Provided records START

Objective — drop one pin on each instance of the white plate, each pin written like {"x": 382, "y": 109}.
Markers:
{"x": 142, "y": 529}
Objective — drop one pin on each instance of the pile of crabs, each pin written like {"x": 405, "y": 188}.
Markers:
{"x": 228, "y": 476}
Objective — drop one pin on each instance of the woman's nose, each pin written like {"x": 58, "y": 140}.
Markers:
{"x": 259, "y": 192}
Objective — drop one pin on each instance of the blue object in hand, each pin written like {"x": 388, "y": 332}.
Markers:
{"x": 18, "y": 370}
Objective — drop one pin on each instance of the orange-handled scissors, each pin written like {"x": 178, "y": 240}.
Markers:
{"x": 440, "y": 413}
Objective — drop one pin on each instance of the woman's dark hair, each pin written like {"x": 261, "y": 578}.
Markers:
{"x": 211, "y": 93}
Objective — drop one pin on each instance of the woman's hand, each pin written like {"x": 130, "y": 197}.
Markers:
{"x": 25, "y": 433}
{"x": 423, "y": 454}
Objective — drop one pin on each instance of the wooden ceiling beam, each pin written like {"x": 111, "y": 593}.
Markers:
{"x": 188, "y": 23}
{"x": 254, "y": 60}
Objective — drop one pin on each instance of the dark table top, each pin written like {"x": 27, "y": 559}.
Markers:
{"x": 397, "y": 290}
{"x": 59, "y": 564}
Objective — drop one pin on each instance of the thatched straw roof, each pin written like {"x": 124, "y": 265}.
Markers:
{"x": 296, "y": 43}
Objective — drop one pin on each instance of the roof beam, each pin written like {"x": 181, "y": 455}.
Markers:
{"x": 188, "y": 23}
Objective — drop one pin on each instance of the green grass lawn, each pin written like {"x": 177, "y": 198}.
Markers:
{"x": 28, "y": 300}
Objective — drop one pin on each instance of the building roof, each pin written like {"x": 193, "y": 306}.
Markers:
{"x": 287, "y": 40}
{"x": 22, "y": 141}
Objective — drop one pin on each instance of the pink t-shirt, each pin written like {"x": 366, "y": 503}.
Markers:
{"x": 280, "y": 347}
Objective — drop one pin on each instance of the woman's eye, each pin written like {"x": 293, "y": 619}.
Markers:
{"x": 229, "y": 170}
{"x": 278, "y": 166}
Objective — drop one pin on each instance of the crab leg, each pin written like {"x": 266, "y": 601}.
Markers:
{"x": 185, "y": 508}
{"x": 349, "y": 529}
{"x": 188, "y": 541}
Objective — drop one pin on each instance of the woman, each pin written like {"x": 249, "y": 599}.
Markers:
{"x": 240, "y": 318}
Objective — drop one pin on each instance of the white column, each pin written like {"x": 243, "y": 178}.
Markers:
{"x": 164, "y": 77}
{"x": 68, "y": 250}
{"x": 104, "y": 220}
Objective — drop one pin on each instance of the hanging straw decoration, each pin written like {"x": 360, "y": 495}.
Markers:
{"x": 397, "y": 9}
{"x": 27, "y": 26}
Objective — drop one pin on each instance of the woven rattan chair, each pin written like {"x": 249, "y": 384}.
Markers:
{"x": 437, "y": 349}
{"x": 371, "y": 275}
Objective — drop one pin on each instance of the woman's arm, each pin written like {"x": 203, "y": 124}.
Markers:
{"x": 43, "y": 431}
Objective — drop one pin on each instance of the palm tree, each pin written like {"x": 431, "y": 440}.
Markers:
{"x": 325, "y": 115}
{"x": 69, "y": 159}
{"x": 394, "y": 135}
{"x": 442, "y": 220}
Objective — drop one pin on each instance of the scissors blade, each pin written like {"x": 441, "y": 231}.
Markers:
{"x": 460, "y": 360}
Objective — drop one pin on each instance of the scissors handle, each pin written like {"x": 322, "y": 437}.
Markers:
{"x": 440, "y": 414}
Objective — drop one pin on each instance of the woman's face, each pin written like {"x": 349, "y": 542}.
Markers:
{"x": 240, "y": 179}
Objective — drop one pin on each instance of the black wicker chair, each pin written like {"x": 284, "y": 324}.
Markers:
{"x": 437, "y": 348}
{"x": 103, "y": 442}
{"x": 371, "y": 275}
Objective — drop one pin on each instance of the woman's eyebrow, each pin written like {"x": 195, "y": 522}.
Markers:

Provided records END

◆ Task requirements: Return the data from the top line through the bottom line exactly.

◆ Final answer:
Objective — drop one pin on each instance of the white plate, each pin written like {"x": 382, "y": 109}.
Markers:
{"x": 142, "y": 529}
Objective — drop one pin on each instance of the pile of crabs, each pin written like {"x": 405, "y": 188}.
Markers:
{"x": 228, "y": 476}
Objective — drop one pin on each instance of the woman's nose, each pin written like {"x": 58, "y": 140}.
Markers:
{"x": 259, "y": 192}
Objective — drop one pin on each instance of the blue object in hand, each pin written like {"x": 388, "y": 332}.
Markers:
{"x": 18, "y": 370}
Objective — drop one pin on each instance of the orange-handled scissors, each pin written like {"x": 178, "y": 240}.
Markers:
{"x": 440, "y": 413}
Objective — drop one pin on each instance of the woman's dark hair, each pin written like {"x": 261, "y": 578}.
Markers:
{"x": 211, "y": 93}
Objective — drop one pin on each instance of the woman's hand, each pin written like {"x": 130, "y": 197}.
Markers:
{"x": 25, "y": 433}
{"x": 423, "y": 454}
Objective — drop one pin on each instance of the wooden ceiling beam, each pin written like {"x": 111, "y": 593}.
Markers:
{"x": 188, "y": 23}
{"x": 254, "y": 60}
Objective — drop one pin on each instance of the dark table top, each pin written like {"x": 27, "y": 559}.
Markers:
{"x": 397, "y": 290}
{"x": 59, "y": 564}
Objective — drop one pin on each instance of the thatched straw roof, each pin written like {"x": 124, "y": 265}.
Markers:
{"x": 296, "y": 43}
Objective — drop one pin on each instance of the roof beam, each pin written like {"x": 181, "y": 455}.
Markers:
{"x": 188, "y": 23}
Objective — drop one pin on each instance of the green grass lawn, each pin written like {"x": 177, "y": 198}.
Markers:
{"x": 28, "y": 300}
Objective — drop one pin on each instance of the building roof, each pin written like {"x": 193, "y": 306}.
Markers:
{"x": 287, "y": 40}
{"x": 22, "y": 141}
Objective — drop one pin on each instance of the pink t-shirt, each pin written like {"x": 366, "y": 503}.
Markers:
{"x": 280, "y": 347}
Objective — drop one pin on each instance of the woman's eye, each pin written like {"x": 293, "y": 619}.
Markers:
{"x": 229, "y": 170}
{"x": 278, "y": 166}
Objective — drop one pin on each instance of the crab leg, each pin written like {"x": 266, "y": 601}.
Markers:
{"x": 185, "y": 508}
{"x": 349, "y": 529}
{"x": 188, "y": 541}
Objective — drop one pin on each instance of the woman, each pin written like {"x": 249, "y": 599}.
Markers:
{"x": 240, "y": 318}
Objective — drop one pin on each instance of the white column, each pin written like {"x": 243, "y": 178}.
Markers:
{"x": 164, "y": 77}
{"x": 68, "y": 250}
{"x": 104, "y": 220}
Objective — drop one pin on each instance of the hanging straw decoration, each pin written like {"x": 360, "y": 495}.
Markers:
{"x": 397, "y": 9}
{"x": 27, "y": 26}
Objective — drop one pin on each instance of the woven rattan chair, each pin written like {"x": 249, "y": 384}.
Markers:
{"x": 437, "y": 349}
{"x": 371, "y": 275}
Objective — drop one pin on each instance of the woman's arm, each pin written like {"x": 203, "y": 124}.
Markers:
{"x": 43, "y": 431}
Objective — drop one pin on each instance of the palm tree, each pin written like {"x": 431, "y": 440}.
Markers:
{"x": 325, "y": 115}
{"x": 69, "y": 159}
{"x": 394, "y": 135}
{"x": 442, "y": 220}
Objective — drop one pin on each instance of the scissors blade, each pin written like {"x": 441, "y": 231}.
Markers:
{"x": 460, "y": 360}
Objective — drop one pin on each instance of the scissors handle, each pin written like {"x": 322, "y": 437}.
Markers:
{"x": 440, "y": 414}
Objective — drop one pin on each instance of the woman's face, each pin written like {"x": 349, "y": 542}.
Markers:
{"x": 240, "y": 179}
Objective — drop one pin on each instance of the black wicker chair, each pin written like {"x": 284, "y": 324}.
Markers:
{"x": 437, "y": 348}
{"x": 103, "y": 442}
{"x": 371, "y": 275}
Objective — drop one pin on each instance of the woman's eyebrow, each pin written like {"x": 195, "y": 522}.
Markers:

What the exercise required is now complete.